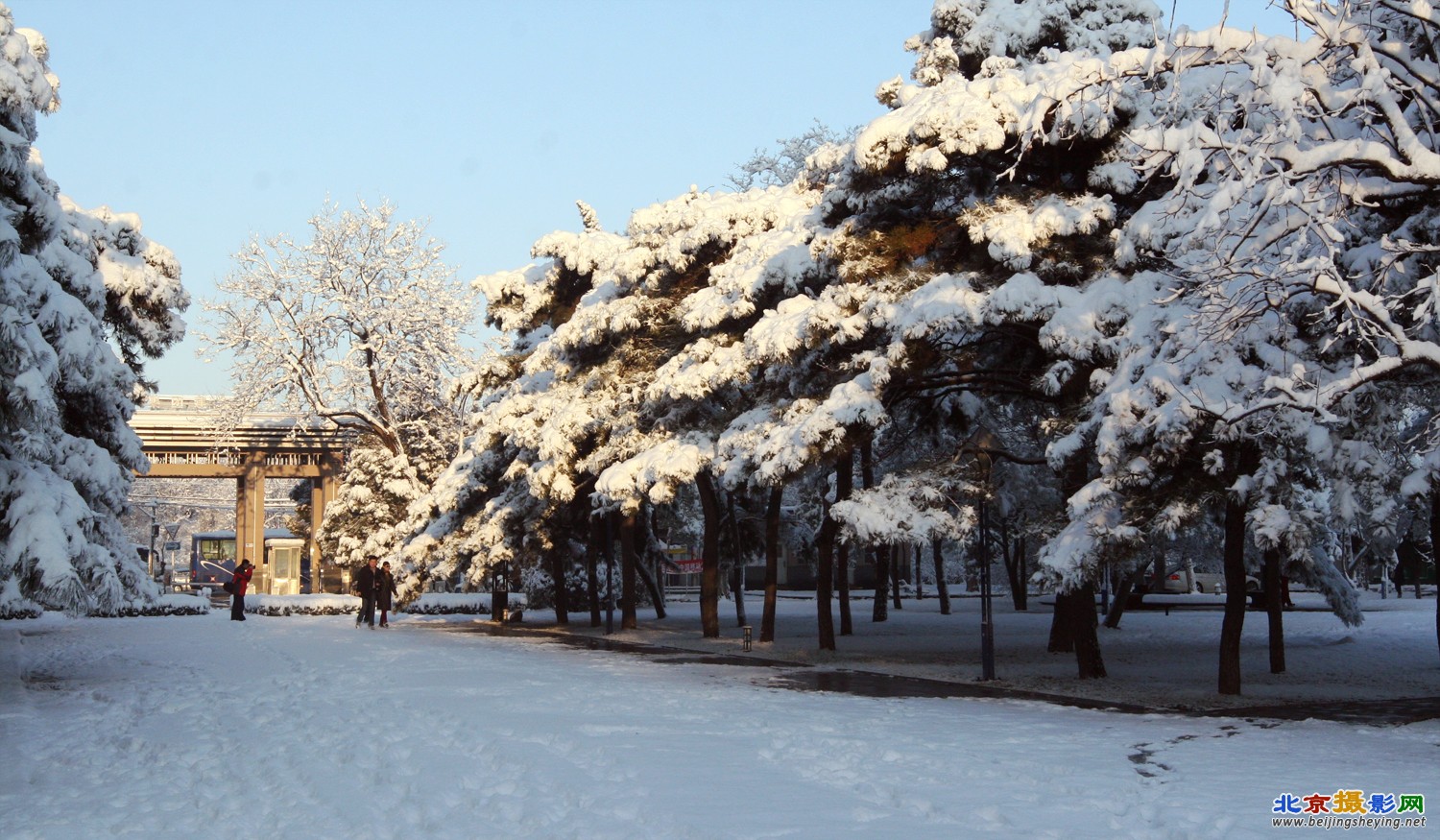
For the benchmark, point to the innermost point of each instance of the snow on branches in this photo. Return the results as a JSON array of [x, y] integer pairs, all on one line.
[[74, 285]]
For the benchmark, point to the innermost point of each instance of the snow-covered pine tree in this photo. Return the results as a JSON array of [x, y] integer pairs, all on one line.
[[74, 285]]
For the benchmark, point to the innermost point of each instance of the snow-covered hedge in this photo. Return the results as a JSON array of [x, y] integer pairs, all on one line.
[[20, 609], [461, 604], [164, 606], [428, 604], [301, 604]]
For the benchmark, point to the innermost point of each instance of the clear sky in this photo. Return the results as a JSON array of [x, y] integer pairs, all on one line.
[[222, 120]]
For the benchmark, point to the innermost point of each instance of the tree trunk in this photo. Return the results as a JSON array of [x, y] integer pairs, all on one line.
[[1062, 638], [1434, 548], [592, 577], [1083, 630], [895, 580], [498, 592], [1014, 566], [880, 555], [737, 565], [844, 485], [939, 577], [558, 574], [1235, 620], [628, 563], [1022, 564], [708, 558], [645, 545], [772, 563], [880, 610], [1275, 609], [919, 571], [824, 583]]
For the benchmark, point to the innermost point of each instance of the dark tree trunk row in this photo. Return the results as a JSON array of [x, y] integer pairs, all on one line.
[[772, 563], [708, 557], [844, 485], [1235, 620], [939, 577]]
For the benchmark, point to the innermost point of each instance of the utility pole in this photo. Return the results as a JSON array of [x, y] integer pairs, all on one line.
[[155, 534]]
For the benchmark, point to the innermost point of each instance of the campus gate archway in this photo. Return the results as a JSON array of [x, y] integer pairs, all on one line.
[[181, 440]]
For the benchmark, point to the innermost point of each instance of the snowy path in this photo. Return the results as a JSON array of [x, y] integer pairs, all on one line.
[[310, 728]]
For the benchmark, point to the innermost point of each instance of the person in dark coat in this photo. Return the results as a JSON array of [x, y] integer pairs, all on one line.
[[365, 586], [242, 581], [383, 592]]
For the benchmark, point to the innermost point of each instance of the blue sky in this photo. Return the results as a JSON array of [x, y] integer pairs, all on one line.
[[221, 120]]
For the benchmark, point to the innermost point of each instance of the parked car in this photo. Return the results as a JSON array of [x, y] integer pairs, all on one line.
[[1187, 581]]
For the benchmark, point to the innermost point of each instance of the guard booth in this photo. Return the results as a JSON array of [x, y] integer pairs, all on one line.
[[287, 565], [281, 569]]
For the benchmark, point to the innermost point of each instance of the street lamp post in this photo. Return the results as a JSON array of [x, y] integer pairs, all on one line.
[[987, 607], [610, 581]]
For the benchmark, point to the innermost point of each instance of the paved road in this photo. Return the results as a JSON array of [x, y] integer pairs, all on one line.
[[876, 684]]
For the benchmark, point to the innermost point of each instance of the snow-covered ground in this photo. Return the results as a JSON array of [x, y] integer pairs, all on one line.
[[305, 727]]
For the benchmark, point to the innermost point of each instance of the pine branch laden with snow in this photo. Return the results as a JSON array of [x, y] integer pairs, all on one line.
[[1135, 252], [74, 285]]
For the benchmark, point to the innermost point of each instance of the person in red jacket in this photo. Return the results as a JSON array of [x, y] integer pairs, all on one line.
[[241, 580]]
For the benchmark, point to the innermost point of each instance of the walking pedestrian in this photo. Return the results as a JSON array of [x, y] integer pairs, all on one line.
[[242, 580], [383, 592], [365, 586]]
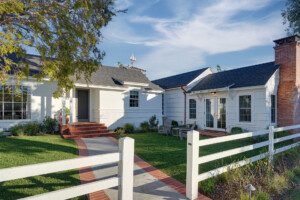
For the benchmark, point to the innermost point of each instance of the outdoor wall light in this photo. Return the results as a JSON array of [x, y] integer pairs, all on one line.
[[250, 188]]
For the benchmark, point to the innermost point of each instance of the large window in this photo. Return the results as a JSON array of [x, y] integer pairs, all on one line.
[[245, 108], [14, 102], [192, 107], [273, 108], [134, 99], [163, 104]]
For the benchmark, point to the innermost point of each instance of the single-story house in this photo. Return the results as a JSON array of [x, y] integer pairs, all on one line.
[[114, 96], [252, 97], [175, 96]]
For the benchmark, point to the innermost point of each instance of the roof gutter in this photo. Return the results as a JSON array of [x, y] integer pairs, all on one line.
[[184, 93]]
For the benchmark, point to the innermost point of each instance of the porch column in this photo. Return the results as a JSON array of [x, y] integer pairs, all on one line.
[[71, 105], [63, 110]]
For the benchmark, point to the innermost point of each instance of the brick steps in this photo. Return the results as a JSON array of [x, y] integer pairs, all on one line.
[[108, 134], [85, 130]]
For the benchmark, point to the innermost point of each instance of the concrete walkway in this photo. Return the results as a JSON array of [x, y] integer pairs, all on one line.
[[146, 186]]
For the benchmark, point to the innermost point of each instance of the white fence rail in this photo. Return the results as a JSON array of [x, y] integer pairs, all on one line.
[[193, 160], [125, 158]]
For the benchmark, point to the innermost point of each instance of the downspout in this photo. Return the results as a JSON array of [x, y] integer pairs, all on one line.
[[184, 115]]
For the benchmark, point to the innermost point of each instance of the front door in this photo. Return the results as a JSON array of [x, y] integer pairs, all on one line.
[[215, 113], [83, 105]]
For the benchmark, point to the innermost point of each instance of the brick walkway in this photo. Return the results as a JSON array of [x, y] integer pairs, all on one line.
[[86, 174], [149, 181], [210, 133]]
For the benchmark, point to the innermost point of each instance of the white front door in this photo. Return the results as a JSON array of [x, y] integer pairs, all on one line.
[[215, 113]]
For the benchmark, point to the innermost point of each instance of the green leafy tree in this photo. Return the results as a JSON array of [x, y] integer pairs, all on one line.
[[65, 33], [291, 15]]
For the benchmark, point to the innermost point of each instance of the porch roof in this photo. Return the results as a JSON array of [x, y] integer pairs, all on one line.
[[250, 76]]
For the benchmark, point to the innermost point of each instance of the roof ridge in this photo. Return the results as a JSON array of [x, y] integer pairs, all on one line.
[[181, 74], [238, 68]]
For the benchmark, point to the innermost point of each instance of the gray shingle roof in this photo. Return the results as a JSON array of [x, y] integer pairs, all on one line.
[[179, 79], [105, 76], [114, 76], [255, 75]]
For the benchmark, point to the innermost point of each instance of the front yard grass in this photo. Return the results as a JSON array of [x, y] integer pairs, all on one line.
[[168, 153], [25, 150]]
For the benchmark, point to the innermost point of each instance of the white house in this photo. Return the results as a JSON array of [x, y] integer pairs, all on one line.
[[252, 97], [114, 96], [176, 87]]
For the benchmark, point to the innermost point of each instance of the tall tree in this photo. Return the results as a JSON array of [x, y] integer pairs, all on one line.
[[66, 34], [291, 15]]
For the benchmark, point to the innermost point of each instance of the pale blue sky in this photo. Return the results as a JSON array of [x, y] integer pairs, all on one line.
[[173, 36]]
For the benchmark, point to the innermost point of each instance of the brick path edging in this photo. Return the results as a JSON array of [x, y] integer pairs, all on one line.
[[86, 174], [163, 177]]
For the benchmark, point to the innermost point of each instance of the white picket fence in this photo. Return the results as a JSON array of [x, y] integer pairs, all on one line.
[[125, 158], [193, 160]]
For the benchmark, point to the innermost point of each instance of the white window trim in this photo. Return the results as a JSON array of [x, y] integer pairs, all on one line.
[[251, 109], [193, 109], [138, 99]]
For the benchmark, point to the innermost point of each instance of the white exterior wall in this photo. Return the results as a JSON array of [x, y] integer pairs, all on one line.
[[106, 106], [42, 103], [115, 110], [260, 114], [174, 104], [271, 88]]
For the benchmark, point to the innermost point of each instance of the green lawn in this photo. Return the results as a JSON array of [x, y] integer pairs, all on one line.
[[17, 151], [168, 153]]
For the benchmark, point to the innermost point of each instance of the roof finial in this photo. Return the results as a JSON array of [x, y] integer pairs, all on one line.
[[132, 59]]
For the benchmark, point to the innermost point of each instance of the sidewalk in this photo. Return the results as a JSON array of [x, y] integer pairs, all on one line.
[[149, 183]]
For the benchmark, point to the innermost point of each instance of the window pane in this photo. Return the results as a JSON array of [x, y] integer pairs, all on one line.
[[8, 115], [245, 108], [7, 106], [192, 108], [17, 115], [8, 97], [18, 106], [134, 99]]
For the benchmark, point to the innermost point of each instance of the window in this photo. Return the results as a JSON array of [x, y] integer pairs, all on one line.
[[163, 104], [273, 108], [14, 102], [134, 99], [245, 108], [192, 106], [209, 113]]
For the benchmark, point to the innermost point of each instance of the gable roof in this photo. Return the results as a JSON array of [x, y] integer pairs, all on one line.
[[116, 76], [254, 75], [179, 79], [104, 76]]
■ ■ ■ ■ ■ ■ ■
# Direction:
Can you format the entries as a JSON list of strings, one string per line, beginning at the line that contains "of the walking" and stopping after the line that contains "99], [163, 104]]"? Leave out blank lines and the pictures.

# Written solution:
[
  "For the benchmark, point to the innermost point of each instance of the walking pedestrian in this photo. Return the results as a JSON array of [x, y] integer pairs, all on one line.",
  "[[242, 580], [383, 592], [365, 586]]",
  "For the benchmark, point to the innermost point of each instance of the outdoor wall light in this photo. Return the results as a JSON array of [x, y] integer pairs, all on one line.",
  "[[250, 188]]",
  "For the benchmark, point to the innermost point of each instance of the large window in this photo. Return the results as a JSON array of [x, y] integer pairs, all on one line.",
  "[[245, 108], [14, 102], [192, 107], [273, 108], [134, 99], [163, 104]]"
]